■ **WHAT IS REQUIRED**:
Repeat exactly the line containing "Each instance receives exactly one keypoint. Tag the curved" and every line after it in the entries, and nothing besides.

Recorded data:
-*-
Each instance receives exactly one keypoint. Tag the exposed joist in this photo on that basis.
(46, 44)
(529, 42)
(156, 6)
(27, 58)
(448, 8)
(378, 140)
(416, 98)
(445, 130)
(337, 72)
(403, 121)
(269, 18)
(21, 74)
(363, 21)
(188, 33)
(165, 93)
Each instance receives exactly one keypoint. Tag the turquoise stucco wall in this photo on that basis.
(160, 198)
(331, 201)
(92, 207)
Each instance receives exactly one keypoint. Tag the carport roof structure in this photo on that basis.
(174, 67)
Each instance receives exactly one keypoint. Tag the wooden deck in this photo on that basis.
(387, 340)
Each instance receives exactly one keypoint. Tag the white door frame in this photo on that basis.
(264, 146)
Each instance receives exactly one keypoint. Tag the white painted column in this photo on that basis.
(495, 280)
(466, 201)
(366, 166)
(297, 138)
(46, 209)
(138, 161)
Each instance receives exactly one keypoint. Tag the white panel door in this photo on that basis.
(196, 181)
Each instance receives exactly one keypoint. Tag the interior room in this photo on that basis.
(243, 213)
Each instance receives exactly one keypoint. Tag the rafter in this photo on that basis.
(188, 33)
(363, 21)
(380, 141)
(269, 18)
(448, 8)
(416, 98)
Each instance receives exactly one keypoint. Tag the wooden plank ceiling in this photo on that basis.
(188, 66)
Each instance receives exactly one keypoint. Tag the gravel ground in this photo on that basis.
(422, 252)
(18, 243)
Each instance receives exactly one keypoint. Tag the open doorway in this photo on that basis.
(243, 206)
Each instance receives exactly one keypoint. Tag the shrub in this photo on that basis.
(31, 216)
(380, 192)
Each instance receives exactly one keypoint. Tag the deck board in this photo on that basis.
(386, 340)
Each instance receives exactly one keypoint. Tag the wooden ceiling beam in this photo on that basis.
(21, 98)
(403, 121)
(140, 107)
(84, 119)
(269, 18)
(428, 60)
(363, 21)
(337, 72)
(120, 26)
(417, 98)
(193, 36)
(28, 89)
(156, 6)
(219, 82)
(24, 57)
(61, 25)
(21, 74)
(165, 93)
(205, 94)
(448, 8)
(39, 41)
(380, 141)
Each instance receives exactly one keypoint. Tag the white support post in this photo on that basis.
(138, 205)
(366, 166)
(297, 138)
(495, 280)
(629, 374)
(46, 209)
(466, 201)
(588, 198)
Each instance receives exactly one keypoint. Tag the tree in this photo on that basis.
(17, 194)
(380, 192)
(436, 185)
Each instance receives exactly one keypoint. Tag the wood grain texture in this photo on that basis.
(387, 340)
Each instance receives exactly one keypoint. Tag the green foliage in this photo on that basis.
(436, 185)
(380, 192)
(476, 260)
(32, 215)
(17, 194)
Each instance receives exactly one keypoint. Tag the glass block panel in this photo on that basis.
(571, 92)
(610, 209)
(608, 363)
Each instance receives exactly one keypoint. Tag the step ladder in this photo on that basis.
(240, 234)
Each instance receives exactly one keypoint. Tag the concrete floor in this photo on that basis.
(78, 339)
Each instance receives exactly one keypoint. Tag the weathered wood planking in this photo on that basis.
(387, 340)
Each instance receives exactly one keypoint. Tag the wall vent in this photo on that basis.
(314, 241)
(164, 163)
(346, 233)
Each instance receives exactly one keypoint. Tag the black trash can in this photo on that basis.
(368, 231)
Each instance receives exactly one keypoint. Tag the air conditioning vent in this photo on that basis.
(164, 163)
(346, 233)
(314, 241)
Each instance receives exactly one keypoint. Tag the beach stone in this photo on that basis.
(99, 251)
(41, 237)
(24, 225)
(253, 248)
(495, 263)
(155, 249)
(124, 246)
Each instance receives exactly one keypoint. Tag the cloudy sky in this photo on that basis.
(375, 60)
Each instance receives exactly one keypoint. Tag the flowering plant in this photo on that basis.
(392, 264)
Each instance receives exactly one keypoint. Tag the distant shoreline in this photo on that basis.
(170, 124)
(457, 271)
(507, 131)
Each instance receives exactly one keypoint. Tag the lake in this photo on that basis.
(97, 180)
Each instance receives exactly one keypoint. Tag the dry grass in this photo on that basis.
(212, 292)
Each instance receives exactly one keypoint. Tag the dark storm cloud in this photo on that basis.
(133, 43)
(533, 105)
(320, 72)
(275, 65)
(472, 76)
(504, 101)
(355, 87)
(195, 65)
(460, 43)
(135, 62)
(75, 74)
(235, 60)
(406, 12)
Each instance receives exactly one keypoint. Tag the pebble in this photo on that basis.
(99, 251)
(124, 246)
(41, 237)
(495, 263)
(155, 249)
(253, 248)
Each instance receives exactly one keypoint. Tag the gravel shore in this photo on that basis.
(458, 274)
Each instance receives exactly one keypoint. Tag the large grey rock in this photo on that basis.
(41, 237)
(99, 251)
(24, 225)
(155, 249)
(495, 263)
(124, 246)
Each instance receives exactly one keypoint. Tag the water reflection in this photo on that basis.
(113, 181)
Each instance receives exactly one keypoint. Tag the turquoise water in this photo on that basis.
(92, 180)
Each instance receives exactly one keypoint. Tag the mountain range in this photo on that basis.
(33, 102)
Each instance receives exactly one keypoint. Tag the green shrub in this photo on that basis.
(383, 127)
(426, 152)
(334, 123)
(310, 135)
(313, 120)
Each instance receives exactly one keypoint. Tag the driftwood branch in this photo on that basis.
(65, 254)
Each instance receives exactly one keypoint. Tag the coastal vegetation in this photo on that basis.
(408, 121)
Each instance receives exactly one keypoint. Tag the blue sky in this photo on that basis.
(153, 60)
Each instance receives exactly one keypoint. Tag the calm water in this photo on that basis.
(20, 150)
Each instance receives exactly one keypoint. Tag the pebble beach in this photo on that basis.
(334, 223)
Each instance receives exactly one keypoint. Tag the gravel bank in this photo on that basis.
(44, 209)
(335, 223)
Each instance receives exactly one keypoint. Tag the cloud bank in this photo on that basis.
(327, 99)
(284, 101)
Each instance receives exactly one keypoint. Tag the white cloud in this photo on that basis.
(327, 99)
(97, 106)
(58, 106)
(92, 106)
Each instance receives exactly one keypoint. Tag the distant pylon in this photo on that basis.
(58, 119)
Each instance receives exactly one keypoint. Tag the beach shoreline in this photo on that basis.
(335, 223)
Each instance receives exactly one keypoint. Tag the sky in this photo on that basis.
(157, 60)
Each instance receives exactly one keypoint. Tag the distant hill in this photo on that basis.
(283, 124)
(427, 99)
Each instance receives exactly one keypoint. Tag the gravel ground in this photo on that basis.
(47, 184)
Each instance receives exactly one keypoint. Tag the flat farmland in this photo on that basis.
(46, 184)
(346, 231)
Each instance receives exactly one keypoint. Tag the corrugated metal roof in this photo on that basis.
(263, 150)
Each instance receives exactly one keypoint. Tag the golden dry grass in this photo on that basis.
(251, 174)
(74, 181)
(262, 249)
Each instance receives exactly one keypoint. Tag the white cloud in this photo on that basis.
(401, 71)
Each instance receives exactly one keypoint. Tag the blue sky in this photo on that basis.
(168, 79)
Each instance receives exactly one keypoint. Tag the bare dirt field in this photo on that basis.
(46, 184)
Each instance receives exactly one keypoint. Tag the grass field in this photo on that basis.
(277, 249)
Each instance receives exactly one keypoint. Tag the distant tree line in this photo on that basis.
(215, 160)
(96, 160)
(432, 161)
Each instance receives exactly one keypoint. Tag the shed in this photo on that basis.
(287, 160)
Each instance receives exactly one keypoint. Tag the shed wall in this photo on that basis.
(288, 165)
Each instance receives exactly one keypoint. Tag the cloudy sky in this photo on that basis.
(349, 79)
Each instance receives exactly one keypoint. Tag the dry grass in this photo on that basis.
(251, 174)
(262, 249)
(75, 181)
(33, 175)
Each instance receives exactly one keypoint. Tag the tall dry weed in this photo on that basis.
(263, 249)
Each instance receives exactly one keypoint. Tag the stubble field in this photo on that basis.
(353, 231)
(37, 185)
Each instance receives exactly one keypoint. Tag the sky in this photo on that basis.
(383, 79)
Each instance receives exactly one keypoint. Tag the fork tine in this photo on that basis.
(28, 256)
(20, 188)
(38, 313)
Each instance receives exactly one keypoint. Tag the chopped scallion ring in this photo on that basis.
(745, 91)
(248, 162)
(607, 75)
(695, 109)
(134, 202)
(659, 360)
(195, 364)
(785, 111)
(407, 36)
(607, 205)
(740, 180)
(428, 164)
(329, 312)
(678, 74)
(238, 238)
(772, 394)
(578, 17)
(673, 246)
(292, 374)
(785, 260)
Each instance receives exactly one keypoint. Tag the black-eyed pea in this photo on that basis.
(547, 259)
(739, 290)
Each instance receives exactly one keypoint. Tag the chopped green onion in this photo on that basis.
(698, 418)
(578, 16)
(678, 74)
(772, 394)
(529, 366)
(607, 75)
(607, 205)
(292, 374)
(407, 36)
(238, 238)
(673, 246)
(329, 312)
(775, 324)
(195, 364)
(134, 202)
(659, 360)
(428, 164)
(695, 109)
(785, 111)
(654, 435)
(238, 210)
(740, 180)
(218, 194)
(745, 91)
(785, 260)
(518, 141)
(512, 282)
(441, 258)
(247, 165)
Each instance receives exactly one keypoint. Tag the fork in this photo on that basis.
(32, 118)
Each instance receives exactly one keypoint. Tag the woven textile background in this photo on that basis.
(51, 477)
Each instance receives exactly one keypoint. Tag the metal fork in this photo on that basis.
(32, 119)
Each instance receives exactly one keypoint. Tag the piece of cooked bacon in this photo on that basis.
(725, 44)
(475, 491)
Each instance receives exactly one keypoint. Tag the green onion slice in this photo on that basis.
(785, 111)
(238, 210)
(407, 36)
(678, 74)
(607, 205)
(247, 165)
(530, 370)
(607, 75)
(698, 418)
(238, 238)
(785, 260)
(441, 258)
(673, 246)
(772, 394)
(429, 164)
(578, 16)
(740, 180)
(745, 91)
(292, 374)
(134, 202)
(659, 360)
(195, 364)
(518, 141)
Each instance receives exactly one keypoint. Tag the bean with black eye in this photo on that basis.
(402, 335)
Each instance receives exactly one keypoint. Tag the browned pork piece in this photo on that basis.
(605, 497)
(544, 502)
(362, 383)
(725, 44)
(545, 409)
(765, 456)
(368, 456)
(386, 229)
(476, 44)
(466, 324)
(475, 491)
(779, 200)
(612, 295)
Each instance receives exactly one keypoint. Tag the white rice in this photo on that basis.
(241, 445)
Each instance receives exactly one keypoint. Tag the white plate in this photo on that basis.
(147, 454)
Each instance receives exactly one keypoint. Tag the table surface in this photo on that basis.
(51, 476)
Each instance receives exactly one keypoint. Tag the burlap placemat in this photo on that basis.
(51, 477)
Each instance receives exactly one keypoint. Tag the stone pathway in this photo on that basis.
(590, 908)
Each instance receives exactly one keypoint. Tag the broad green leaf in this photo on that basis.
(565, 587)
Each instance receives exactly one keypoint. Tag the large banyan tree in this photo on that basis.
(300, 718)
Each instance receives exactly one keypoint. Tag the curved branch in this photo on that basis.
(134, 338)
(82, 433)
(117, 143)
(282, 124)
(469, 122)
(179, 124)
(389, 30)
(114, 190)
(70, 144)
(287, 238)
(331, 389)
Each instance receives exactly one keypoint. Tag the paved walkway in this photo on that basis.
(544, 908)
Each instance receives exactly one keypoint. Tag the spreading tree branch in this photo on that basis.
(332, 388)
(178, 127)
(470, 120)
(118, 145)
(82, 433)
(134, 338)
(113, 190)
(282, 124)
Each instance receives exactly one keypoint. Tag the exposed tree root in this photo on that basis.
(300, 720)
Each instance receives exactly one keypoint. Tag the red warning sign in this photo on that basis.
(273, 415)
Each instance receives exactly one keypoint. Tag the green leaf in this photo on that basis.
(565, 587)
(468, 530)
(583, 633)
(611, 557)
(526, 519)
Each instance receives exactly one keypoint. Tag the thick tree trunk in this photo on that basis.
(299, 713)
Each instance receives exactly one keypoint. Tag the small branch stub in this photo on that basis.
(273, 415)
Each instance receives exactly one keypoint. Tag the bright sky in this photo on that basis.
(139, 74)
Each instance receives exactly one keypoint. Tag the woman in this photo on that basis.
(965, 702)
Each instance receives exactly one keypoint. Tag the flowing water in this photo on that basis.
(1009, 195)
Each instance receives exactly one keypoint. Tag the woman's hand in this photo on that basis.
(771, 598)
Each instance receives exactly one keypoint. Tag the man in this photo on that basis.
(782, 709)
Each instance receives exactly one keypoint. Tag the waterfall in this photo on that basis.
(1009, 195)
-*-
■ **ANSWER**:
Each instance receives exactly one keypoint. Tag the curved branch in this photo on that basis.
(134, 338)
(82, 433)
(117, 143)
(282, 124)
(469, 122)
(179, 124)
(389, 30)
(114, 190)
(70, 144)
(287, 238)
(331, 389)
Each instance receives exactly one keypoint. Tag the paved walkway in this photo on that basis.
(544, 908)
Each instance receives exactly one keypoint. Tag the spreading tree branch in this photo on that basis.
(332, 388)
(178, 127)
(470, 120)
(118, 145)
(82, 433)
(134, 338)
(113, 190)
(282, 124)
Each instance receives exactly one keypoint. Tag the exposed tree root in this photo on that basis.
(300, 720)
Each instance receives exactly one keypoint. Tag the red warning sign in this photo on that basis.
(273, 415)
Each instance receives exactly one keypoint. Tag the green leaf in this photo on that basis.
(565, 587)
(468, 530)
(583, 633)
(611, 557)
(526, 519)
Each instance receives exactly one keypoint. Tag the thick tree trunk in this photo on that basis.
(299, 713)
Each instance receives exactly one keypoint. Tag the small branch stub in this photo on that basis.
(273, 415)
Each instance receives exactly one keypoint. Tag the bright sky in this photo on that basis.
(139, 74)
Each instance receives exactly one keypoint. Tag the woman in this photo on that basis.
(965, 702)
Each instance receives exactly one keypoint. Tag the flowing water in this photo on that basis.
(1009, 195)
Each instance receives exactly one keypoint. Tag the woman's hand in this photo on that basis.
(771, 598)
Each instance receives exactly one keypoint. Tag the man in this photo on that basis.
(782, 709)
Each instance receives exactly one keypoint. Tag the waterfall in this photo on that basis.
(1009, 195)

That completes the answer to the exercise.